**Data listing:**
▬▬▬

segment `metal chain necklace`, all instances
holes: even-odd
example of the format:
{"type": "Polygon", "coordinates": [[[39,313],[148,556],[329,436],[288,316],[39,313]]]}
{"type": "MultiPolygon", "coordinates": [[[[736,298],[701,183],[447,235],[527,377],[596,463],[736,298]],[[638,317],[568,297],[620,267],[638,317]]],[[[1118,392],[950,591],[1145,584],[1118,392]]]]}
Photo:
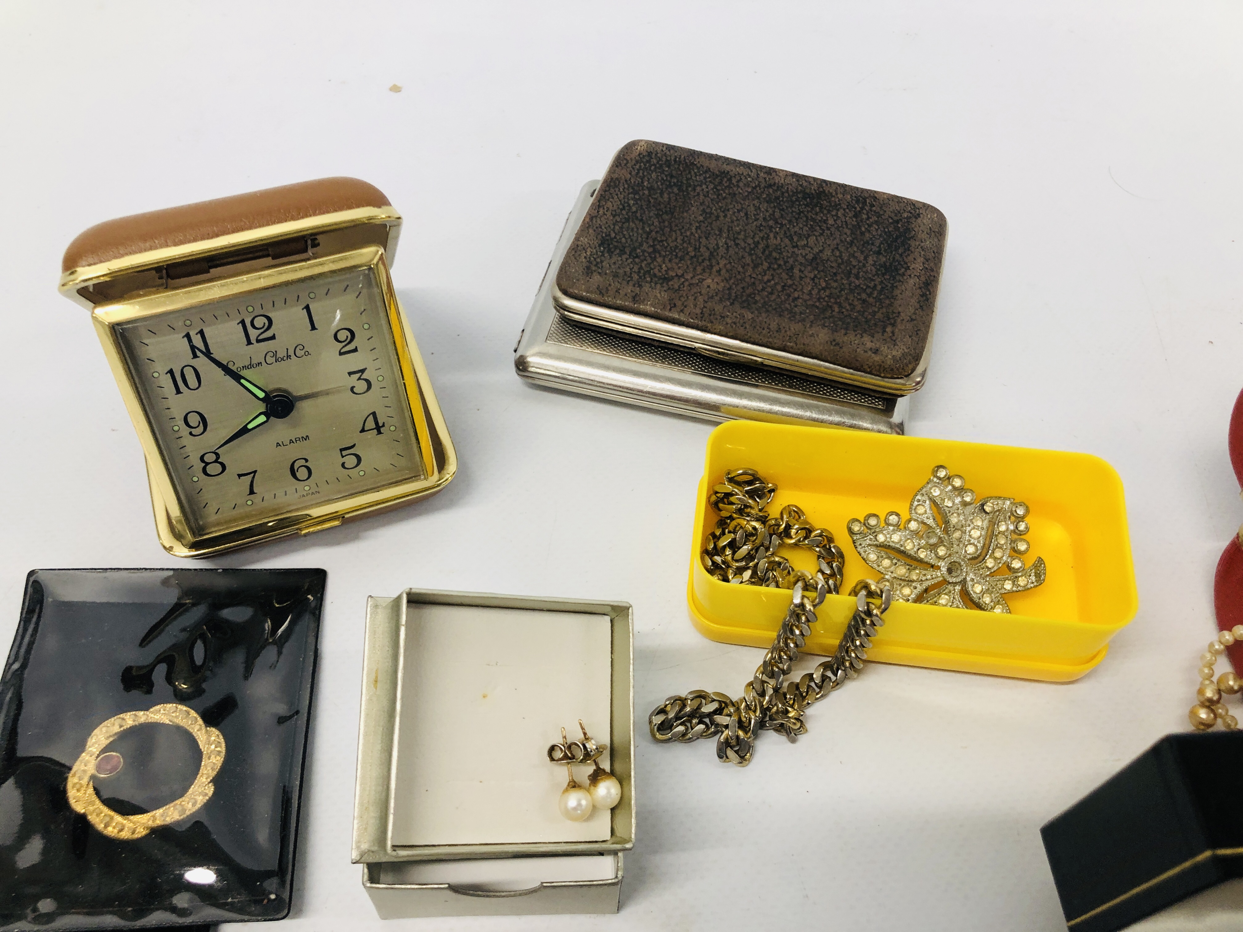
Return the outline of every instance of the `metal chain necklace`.
{"type": "Polygon", "coordinates": [[[844,554],[825,528],[814,527],[803,511],[787,505],[776,518],[766,508],[777,487],[755,470],[733,470],[713,487],[710,503],[721,514],[702,553],[705,569],[725,583],[793,589],[777,639],[764,652],[740,698],[723,692],[692,690],[670,696],[648,716],[651,737],[660,742],[697,741],[716,736],[722,763],[751,763],[756,733],[784,734],[789,741],[807,732],[803,710],[819,702],[848,678],[858,676],[881,618],[889,609],[890,589],[871,579],[850,590],[858,603],[838,649],[799,680],[786,682],[798,652],[815,624],[815,608],[842,585],[844,554]],[[817,572],[794,569],[776,551],[782,544],[807,547],[817,555],[817,572]]]}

▬▬▬

**Work required:** Render every line of the rows above as a Markdown table with the columns Line and Text, numbering the lines in order and skipping blank lines. Leave the pictures out of the table.

**Response to this exercise:**
| Line | Text |
|---|---|
| 1 | segment `metal chain necklace`, all instances |
| 2 | holes: even-odd |
| 3 | example of the format: |
| 4 | {"type": "Polygon", "coordinates": [[[39,313],[148,556],[329,436],[288,316],[39,313]]]} |
| 5 | {"type": "MultiPolygon", "coordinates": [[[[736,298],[701,183],[447,235],[527,377],[596,463],[736,298]],[[638,317],[568,297],[620,267],[638,317]]],[[[1118,392],[950,591],[1145,584],[1118,392]]]]} |
| 6 | Photo: |
| 7 | Return the outline of every instance of the `metal chain necklace`. |
| 8 | {"type": "Polygon", "coordinates": [[[844,554],[825,528],[814,527],[803,511],[787,505],[776,518],[766,508],[777,487],[755,470],[733,470],[713,487],[710,503],[721,514],[702,553],[705,569],[725,583],[793,589],[777,639],[764,652],[740,698],[723,692],[692,690],[670,696],[648,716],[651,737],[660,742],[697,741],[716,736],[722,763],[751,763],[756,733],[784,734],[789,741],[807,732],[803,710],[819,702],[848,678],[858,676],[881,618],[889,609],[890,589],[871,579],[850,590],[858,603],[838,649],[799,680],[786,682],[798,652],[815,624],[815,608],[842,585],[844,554]],[[817,572],[794,569],[776,551],[782,544],[807,547],[817,555],[817,572]]]} |